(WHAT TO DO)
**a.** In the passage below on Soviet genetics, in what year did Stalin destroy all scientific institutes that followed Mendel's theories?
**b.** Summarize the passage below on Soviet genetics in two sentences.
**c.** Write a continuation of the passage below on Soviet genetics, picking up after its final sentence.

The biggest revelation for me was the Soviet response to the Nazis’ genetic engineering. Before and during the war, the Soviet Union was home to a state-sponsored centre of excellence in Menedelian studies and application. In 1948, Stalin obliterated all scientific institutes that followed Mendel’s theories. Through the biologist Tromfin Lysenko, Stalin imposed a scientific regime under which it was a crime to maintain that inherent characteristics are passed on from one generation to the next by physical means which could be analysed and manipulated.
The notion was replaced by a gene-less one which acknowledged that a species could share features of its predecessors, but that these were imparted entirely as a result of (influencible) experience. This force of evolution could be harnessed by ‘drilling’ plants, animals and humans. Until the time of Brezhnev, Nature was entirely rejected in favour of Nurture. For the soviets, acquired characteristics could be inherited.

(RECORDS PROVIDED)
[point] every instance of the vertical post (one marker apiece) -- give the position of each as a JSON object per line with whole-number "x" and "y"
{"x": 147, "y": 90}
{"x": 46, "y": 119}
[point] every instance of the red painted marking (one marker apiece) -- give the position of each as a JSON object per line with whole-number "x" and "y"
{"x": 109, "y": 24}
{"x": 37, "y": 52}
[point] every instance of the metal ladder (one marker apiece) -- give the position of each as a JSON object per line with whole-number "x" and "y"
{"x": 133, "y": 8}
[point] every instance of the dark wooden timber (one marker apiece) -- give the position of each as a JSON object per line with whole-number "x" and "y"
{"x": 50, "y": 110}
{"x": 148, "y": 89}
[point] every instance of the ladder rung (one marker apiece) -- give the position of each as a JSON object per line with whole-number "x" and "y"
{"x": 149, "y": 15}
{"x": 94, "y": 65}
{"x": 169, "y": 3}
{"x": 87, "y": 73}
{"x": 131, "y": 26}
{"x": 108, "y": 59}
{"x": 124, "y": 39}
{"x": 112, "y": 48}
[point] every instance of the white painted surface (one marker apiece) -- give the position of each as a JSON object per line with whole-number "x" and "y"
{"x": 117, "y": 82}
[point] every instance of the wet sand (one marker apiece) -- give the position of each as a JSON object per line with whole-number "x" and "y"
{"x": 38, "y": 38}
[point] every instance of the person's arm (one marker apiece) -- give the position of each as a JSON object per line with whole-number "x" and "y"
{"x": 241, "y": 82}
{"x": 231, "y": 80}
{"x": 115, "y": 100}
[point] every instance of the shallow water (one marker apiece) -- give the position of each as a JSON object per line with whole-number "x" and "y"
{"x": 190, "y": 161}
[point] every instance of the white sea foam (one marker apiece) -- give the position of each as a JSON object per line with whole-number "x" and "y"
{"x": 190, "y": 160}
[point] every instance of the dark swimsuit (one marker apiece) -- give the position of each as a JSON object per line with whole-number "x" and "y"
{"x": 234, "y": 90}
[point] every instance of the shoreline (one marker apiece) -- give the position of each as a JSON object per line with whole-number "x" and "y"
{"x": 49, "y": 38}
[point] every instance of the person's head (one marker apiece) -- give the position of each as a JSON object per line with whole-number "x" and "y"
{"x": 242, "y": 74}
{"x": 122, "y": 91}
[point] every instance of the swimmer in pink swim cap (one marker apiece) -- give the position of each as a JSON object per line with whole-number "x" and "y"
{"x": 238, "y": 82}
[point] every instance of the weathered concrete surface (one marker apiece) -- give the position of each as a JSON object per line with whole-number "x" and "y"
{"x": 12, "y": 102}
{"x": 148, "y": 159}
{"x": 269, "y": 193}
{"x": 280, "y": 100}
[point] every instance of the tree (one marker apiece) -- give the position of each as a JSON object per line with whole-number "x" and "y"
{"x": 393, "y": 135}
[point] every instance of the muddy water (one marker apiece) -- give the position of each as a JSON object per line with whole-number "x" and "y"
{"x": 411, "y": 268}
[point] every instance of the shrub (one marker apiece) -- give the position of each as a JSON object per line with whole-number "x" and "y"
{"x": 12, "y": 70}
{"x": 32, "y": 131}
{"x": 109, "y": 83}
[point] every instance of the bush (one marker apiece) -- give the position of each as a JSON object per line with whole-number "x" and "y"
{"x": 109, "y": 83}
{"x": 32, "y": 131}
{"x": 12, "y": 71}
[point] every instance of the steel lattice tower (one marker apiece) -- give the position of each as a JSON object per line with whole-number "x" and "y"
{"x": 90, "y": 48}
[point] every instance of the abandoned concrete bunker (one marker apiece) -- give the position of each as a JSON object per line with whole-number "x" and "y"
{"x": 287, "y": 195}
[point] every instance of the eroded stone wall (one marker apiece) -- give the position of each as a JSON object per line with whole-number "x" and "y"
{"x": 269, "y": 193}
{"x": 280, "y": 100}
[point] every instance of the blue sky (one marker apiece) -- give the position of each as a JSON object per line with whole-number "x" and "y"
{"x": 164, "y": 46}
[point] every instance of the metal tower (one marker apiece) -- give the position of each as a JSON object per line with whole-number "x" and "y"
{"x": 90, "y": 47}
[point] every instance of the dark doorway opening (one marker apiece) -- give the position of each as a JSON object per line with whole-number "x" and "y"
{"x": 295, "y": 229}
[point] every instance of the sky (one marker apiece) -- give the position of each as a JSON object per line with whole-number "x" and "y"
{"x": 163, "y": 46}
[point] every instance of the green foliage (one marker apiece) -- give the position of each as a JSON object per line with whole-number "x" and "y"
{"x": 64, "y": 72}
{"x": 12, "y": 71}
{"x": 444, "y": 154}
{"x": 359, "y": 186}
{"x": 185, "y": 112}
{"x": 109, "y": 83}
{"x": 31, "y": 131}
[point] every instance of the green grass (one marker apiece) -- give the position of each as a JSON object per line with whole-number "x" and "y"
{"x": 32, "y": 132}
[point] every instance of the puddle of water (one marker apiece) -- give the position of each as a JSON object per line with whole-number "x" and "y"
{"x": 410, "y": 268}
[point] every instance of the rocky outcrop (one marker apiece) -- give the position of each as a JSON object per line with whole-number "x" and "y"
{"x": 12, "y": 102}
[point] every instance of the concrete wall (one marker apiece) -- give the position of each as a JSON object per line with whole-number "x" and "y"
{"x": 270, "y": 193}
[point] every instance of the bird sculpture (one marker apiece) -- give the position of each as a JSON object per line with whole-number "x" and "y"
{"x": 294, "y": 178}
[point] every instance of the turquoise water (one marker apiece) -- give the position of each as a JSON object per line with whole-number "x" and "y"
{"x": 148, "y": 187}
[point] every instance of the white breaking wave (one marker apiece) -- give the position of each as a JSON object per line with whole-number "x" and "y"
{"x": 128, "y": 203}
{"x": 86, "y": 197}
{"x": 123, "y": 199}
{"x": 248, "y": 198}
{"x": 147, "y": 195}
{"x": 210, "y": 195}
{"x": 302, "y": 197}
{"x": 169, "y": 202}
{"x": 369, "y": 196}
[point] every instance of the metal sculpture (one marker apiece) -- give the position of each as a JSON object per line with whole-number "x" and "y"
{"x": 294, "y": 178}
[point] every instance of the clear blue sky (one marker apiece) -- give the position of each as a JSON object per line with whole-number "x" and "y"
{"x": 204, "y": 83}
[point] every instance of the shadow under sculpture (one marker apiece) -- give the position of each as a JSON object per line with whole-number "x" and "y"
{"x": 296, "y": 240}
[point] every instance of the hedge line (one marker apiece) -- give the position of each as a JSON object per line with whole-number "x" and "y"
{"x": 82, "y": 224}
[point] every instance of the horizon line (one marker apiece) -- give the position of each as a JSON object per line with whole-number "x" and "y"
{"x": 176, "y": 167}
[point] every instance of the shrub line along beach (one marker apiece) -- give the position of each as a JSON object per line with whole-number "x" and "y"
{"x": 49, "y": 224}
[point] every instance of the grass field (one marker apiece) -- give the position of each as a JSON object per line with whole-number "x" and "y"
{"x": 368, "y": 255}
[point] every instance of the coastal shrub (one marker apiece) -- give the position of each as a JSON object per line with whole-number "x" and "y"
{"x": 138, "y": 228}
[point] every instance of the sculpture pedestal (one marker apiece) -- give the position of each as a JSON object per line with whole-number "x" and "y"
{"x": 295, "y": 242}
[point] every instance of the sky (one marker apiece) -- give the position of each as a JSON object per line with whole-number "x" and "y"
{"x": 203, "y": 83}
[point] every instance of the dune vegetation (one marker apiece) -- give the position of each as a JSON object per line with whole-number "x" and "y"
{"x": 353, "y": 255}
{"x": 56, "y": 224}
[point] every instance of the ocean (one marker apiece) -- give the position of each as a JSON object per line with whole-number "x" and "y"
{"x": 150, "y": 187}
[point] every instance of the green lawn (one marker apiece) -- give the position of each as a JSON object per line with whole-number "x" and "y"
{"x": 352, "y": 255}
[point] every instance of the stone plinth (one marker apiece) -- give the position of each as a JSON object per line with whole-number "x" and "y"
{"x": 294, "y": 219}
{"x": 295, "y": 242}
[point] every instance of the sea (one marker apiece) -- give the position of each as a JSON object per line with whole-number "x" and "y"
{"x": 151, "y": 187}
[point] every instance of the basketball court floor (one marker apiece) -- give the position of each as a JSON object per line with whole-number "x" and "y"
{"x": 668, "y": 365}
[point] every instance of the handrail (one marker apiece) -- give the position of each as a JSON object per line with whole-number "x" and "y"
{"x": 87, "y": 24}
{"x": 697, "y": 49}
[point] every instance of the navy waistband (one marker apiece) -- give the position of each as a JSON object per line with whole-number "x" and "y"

(ANSWERS TO THE EXERCISES)
**a.** 1948

**b.** In 1948, Stalin destroyed all scientific institutes that followed Mendel's theories, and under the regime he imposed it became a crime to hold that inherited traits pass physically between generations in ways that could be analyzed and manipulated. That view was replaced by a gene-less one in which traits were imparted entirely through experience, so that Nurture was favored over Nature until the time of Brezhnev and acquired characteristics were held to be inheritable.

**c.**
So pigs were to be made hardier by being subjected to freezing weather. Crops would be stronger if many seedlings were planted in the same hole and had to compete for light and nutrients. What one generation of animals or vegetables ‘learned’ they would pass on. ‘Mendelian’ cross-breeding was forbidden, with the result that Soviet agriculture failed to support the Russian people. And the idea of long-term reprogramming was applied to humans, too, in the labour camps.
Under Lysenko's influence, all commemoration of Mendel was expunged from his home town of Brno (in what is now the Czech Republic) and any Lipizzaner horses which had ended up on Soviet territory after the upheavals of World War II were destined for the cooking pot.
Stalin died just before the double-helix was revealed to the world. In the era of the genome, his attitude might seem laughable (were its consequences not so tragic). Mendel has been rehabilitated with a new museum in Bruno. But Westerman postulates that, because of our forefathers’ history and our own scientific outlook, we are in danger of slipping into a mindset where we feel compelled to take one side or the other in the Nature/Nurture debate (at a time when the latest experimental science suggests that the two are probably interlinked). There is, for example, no mention of the Lysenko years in the reconstituted Mendel museum in Brno.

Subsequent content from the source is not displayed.